[Text for analysis]
By Rajat Kumar Kujur
The evening of 24 November 2011 suddenly started bustling as the media flashed news of the death of Malojula Koteshwara Rao, more prominently known as Kishenji. The number two man of the CPI (Maoist) organizational structure was killed in a joint operation by 207 Combat Battalion for Resolute Action (COBRA), 184 Central Reserve Police Force (CRPF) battalion and West Bengal state police at Burishol village in Junglemahal area of West Bengal. Undoubtedly this is the greatest blow that the CPI (Maoist) has suffered in recent times.
His death will be crucial marker as he was a Maoist ideologue par excellence with the skills of a military general. As a guerilla leader his tactics and skills draw comparisons with that of the phenomenal Ho Chi Minh. Not only was he heading Maoist operations in Eastern India but he was also the member of the Central Committee, Central Military Commission and the Polit Bureau of the CPI Maoist.
Born in the Peddapalli town of Karimnagar district of Andhra Pradesh Koteshwara Rao was one of the senior most Maoist leaders who belonged to the first generation of Peoples War group. In recent times, particularly with the onset of the Lalgarh Movement, Kishenji made a tactical Maoist shift from being media shy to becoming media savvy. This made him the face of contemporary Maoist movement in India. His public image remains that of a face-covered man showing only his back with a striped scarf around his head and an AK-47 Assault Rifle slung across his shoulder. In 1980s he became the secretary of the People’s War Group in Andhra Pradesh and then shifted to Dandakaranya in 1985.
In the early 1990s he was made incharge of Bihar, then a stronghold of MCCI. He played a crucial role in the unification of MCCI and PWG resulting with the birth of CPI (Maoist). After the formation of CPI (Maoist), Kishenji moved into the tribal belt of West Bengal, where he successfully built an underground guerilla network and a structure for the Maoist operations in the whole of Eastern India. The Lalgarh movement engineered by Kishenji is being seen as his biggest achievement.
With a contingent of 20000 armed cadres of CPI (Maoist) under his command Kishenji was the symbol of Maoist terror. As a Maoist ideologue he aimed to overthrow the Indian Parliamentary Democracy via the method of protracted armed struggle in sync with Mao’s prescription. Kishenji advocated the nationalization of Indian business within and adjacent to Maoist territories and the redistribution of wealth of India’s most powerful men such as Ratan Tata and Anil Ambani.
He saw the use of violence or “counter-violence” by the Maoists as a means of protracted armed struggle to attain political power in a landscape of contiguous districts throughout India’s impoverished central Deccan Plateau and along the steamy coast of the Bay of Bengal. On the military front the insurgents under Kishenji’s command proved mastery over traditional Maoist tactics of hit-and-run attacks and ambushes on Indian security forces. In the last several years they also showcased their ability at using improvised explosive devices to inflict mass casualties on their opponents. Regular kidnappings and beheadings of police officers had become the hallmark of Kishenji’s movement.
[/Text for analysis]
[Information provided]
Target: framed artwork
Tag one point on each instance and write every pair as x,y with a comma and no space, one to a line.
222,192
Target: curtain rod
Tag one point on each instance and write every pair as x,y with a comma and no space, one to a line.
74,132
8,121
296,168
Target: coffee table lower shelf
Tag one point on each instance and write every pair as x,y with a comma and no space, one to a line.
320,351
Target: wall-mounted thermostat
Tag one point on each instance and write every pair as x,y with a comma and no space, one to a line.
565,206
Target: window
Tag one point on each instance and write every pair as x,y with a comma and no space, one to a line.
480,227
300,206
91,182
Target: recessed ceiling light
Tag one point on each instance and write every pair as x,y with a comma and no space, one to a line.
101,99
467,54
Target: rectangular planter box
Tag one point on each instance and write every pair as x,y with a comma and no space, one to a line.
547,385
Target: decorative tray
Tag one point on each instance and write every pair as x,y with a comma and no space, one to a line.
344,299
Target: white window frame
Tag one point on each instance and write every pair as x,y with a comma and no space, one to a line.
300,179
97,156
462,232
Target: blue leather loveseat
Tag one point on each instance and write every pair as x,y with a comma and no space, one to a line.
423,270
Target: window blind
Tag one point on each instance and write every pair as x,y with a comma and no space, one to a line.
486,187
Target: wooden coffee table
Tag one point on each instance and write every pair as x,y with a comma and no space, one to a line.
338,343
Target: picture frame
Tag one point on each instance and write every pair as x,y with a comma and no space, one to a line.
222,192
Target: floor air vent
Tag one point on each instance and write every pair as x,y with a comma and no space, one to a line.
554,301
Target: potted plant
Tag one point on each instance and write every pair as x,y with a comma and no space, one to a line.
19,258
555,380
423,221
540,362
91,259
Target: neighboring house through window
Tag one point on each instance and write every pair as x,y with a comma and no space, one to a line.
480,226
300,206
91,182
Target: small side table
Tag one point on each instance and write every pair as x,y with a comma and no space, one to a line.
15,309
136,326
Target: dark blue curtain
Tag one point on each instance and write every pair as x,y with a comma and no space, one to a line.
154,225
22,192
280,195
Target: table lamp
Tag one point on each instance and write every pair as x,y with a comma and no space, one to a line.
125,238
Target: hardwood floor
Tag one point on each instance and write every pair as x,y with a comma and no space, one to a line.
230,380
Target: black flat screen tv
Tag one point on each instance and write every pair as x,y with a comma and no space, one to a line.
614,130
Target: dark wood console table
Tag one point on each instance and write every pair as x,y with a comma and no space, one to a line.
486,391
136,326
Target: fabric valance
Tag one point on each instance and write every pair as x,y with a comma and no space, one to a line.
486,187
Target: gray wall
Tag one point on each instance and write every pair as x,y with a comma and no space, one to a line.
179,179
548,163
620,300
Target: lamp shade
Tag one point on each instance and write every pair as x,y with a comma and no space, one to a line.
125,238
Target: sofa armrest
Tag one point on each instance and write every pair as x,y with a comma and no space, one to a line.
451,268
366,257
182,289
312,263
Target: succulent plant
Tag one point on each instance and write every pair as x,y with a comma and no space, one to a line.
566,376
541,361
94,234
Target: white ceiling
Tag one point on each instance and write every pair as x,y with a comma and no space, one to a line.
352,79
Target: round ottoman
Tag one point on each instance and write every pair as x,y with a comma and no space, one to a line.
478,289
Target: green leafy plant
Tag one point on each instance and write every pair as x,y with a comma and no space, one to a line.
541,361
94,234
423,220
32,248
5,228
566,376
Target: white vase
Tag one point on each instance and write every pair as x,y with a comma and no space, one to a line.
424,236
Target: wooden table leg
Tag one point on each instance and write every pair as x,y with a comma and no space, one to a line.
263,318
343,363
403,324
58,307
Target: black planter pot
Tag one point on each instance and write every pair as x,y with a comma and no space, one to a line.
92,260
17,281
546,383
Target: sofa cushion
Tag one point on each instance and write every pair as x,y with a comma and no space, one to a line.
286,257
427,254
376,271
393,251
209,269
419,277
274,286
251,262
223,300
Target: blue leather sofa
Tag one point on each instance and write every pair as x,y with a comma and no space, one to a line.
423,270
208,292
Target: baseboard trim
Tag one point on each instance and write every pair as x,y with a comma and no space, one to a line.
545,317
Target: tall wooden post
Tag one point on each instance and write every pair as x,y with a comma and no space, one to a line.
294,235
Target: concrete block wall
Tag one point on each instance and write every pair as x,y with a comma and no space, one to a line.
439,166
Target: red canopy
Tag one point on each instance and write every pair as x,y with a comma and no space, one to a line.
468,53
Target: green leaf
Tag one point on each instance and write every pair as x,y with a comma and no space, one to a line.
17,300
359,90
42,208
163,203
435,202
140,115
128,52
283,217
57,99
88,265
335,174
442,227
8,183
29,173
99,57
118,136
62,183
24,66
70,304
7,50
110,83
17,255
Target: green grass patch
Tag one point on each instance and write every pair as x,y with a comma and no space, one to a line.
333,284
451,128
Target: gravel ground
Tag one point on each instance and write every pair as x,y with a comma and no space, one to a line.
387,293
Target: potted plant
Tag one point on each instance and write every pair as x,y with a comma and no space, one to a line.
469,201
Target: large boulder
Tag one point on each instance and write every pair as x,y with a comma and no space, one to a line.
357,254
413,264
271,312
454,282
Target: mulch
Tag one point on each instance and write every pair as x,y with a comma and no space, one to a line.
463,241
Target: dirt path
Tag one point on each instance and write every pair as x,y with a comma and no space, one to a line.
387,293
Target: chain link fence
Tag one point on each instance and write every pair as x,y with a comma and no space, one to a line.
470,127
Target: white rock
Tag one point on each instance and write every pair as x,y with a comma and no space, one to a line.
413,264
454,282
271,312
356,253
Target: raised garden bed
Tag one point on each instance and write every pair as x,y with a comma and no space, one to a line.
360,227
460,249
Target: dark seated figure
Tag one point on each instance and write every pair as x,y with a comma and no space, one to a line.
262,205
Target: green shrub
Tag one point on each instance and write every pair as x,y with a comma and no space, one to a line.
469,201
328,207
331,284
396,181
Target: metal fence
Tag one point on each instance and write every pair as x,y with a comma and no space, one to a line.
[/Information provided]
## Exercises
**a.** According to the article on Kishenji's death, in which village was he killed?
**b.** Reproduce the article on Kishenji's death word for word from "Born in the" to "Dandakaranya in 1985.".

## Answers to the exercises
**a.** Burishol village, in the Junglemahal area of West Bengal.

**b.**
Born in the Peddapalli town of Karimnagar district of Andhra Pradesh Koteshwara Rao was one of the senior most Maoist leaders who belonged to the first generation of Peoples War group. In recent times, particularly with the onset of the Lalgarh Movement, Kishenji made a tactical Maoist shift from being media shy to becoming media savvy. This made him the face of contemporary Maoist movement in India. His public image remains that of a face-covered man showing only his back with a striped scarf around his head and an AK-47 Assault Rifle slung across his shoulder. In 1980s he became the secretary of the People’s War Group in Andhra Pradesh and then shifted to Dandakaranya in 1985.